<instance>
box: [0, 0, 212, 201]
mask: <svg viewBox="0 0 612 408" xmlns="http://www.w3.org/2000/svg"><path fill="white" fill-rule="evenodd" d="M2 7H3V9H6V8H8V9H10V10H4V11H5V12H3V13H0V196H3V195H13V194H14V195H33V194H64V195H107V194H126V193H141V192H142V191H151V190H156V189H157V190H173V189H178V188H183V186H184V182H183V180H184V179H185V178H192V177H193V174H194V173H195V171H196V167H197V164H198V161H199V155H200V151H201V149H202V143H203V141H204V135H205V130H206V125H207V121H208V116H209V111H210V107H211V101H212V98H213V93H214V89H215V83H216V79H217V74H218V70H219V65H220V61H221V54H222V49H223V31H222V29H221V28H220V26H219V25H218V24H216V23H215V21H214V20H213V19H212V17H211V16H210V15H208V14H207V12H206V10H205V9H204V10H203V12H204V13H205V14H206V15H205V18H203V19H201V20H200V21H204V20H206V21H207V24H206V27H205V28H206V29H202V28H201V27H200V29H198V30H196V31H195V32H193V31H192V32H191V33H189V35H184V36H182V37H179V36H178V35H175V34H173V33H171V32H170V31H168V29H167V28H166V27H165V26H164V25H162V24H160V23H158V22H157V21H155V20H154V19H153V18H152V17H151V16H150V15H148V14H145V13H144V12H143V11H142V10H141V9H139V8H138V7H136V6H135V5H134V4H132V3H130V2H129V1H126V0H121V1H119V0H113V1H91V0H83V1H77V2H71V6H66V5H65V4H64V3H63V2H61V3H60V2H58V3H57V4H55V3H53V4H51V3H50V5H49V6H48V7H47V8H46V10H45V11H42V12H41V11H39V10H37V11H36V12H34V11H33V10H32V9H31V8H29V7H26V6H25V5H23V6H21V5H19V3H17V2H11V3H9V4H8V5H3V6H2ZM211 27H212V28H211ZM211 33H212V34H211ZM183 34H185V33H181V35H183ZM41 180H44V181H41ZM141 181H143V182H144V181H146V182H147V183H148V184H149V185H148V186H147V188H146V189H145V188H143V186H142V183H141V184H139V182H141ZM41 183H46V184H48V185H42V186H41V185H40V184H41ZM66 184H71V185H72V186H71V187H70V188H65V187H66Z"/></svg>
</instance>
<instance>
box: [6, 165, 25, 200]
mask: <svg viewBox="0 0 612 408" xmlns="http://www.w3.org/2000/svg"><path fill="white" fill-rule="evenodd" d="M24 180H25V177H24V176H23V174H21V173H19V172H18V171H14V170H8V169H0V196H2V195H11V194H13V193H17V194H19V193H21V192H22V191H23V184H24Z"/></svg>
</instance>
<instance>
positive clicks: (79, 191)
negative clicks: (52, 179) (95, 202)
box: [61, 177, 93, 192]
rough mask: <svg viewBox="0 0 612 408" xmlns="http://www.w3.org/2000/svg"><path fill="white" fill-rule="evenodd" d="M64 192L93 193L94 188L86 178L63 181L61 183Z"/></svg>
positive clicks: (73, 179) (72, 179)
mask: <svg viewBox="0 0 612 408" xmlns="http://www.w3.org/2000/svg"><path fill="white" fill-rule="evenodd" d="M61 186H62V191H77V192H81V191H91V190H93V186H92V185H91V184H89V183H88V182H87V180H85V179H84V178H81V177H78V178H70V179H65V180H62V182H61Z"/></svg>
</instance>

•••

▶ Work to be completed: Print each line, exactly as written, from the one that contains "rough mask: <svg" to the end of the data above, with both end lines included and nothing else.

▶ Response below:
rough mask: <svg viewBox="0 0 612 408" xmlns="http://www.w3.org/2000/svg"><path fill="white" fill-rule="evenodd" d="M64 192L93 193L94 188L86 178L63 181L61 183Z"/></svg>
positive clicks: (73, 179) (72, 179)
mask: <svg viewBox="0 0 612 408" xmlns="http://www.w3.org/2000/svg"><path fill="white" fill-rule="evenodd" d="M61 186H62V191H77V192H81V191H91V190H93V186H92V185H91V184H89V183H88V182H87V180H85V179H84V178H81V177H78V178H70V179H65V180H62V182H61Z"/></svg>
</instance>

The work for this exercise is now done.